Date of Filing – 17.10.2014
Date of Hearing – 28.04.2017
The instant appeal under Section 15 of the Consumer Protection Act, 1986 (hereinafter referred to as ‘the Act’) is at the behest of the Opposite Party/Bank to impeach the Judgement/Final Order dated 03.09.2014 passed by the Ld. District Consumer Disputes Redressal Forum, North 24 Parganas at Barasat (for short, Ld. District Forum) in Consumer Complaint no. 317/2010. By the impugned order, the Ld. District Forum allowed the complaint lodged by the respondent under Section 12 of the Act on contest with the directions upon the appellant/OP – (1) to handover the vehicle and related documents; (2) to waive the interest; (3) to pay a sum of Rs.1,00,000/- as compensation; (4) to pay litigation cost of Rs.10,000/- etc.

### What you will do:
a – In the records, rewrite the stretch from the line containing "In this exercise you will indicate the minaret in" through the line containing "[(222, 136)]", renaming "minaret" as "tower" and leaving everything else unchanged.
b – Take the consumer appeal order further, continuing on from its last sentence.

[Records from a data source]
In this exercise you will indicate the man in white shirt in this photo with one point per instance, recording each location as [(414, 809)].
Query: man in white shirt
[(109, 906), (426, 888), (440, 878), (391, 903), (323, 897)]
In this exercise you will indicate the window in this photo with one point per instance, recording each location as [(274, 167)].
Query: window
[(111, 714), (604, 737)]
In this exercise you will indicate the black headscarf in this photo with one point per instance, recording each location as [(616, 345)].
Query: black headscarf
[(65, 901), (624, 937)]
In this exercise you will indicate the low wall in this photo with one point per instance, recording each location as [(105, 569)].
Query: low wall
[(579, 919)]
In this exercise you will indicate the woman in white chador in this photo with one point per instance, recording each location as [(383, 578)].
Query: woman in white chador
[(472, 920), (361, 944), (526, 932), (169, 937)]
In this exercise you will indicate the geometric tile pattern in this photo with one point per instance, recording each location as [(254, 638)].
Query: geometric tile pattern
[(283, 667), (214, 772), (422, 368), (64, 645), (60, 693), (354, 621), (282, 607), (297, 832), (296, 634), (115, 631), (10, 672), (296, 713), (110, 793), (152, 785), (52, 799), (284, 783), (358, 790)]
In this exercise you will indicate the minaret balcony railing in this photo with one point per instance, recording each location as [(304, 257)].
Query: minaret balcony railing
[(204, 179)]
==
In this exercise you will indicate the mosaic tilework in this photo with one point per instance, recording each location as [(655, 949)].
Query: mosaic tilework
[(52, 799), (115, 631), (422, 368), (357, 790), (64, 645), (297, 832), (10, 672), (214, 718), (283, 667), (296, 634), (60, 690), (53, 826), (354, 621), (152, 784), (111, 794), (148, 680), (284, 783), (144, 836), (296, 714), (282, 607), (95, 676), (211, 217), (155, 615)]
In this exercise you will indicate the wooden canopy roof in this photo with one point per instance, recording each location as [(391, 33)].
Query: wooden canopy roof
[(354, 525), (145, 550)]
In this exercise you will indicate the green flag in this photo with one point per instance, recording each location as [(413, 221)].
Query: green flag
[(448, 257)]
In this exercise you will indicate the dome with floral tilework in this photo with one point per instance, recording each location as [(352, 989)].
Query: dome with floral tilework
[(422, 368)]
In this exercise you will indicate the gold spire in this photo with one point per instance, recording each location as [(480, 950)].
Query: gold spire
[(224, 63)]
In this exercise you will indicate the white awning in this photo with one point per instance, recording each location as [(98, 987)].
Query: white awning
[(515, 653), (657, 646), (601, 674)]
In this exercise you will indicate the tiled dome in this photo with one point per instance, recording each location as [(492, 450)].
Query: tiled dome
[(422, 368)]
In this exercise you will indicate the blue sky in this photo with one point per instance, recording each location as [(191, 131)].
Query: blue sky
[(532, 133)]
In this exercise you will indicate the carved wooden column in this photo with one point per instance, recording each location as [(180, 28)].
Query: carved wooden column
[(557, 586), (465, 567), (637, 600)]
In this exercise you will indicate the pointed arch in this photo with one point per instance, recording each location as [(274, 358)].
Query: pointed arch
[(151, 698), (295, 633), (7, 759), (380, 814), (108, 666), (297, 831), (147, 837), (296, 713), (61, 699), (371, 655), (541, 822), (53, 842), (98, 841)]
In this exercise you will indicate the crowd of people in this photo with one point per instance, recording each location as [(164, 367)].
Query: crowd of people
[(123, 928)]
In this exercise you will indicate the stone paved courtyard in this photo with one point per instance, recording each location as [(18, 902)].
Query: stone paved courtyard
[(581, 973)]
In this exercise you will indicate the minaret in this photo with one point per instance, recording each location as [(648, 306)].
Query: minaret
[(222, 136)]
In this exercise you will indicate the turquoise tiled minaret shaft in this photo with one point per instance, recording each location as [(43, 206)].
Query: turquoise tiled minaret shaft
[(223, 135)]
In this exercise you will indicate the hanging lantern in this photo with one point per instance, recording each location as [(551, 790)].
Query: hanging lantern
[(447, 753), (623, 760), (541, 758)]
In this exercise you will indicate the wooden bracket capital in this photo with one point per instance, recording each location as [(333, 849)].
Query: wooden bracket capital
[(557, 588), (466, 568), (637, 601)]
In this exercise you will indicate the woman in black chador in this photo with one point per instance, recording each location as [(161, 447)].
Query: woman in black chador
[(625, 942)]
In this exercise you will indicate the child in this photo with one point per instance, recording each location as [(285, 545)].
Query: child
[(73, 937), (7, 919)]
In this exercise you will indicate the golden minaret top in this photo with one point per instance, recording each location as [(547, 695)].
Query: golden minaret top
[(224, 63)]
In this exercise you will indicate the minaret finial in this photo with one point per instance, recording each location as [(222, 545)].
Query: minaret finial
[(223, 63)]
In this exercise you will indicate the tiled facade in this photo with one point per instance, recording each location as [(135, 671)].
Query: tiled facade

### Expected responses:
a –
In this exercise you will indicate the tower in this photo with one point per instance, recording each location as [(648, 306)].
Query: tower
[(222, 136)]

b –
The Respondent herein being Complainant lodged the complaint with the assertion that being an unemployed youth in order to maintain the livelihood for self and his family members, he approached the opposite party Bank for obtaining loan. The opposite party Bank disbursed a sum of Rs.11,48,986/- out of total agreement value of Rs.14,01,763/- out of which finance charged was Rs.2,52,777/- and the complainant took delivery of the vehicle from GNB Motors Ltd. and the vehicle in question was hypothecated with the OP/Bank. At the time of obtaining loan, the complainant put his signature in several documents. The complainant states that he was going on paying EMIs as per agreement but in the year 2008 and 2009 he was passing hard days on account of sudden demise of his parents and near relatives and as such became irregular in making payment of the instalment. On account of dishonour of cheques, he entered into a new agreement and rate of EMI was enhanced from Rs.19,200/- to Rs.21,700/-. On 22.07.2009 all on a sudden, the opposite party though its agent ceased/repossessed the vehicle while it was plying on NH-34. Hence, the respondent approached the Ld. District Forum against the appellant with prayer for certain reliefs, viz. – (a) to handover the vehicle and/or return the vehicle being Registration No.WB-25B/2934, Chassis No. FWH088972, Engine No. FWH285876 made by Ashok Leyland; (b) to handover the agreement and other relevant documents; (c) not to realise interest and other expenses during the retention in the custody period of the vehicle; (d) to replace the vehicle by a new one in case of major damage; (e) to pay a sum of Rs. 5,00,000/- as compensation and (f) to pay a sum of Rs.10,000/- as litigation cost etc.
The Appellant herein being OP by filing a written version has stated that complainant is not a ‘consumer’ as defined in Section 2(1)(d) of the Act as the complainant used the subject vehicle for commercial purposes. The specific contention of the OP is that the complainant defaulted in paying the instalments and as such in accordance with the terms of loan agreement, the vehicle was repossessed.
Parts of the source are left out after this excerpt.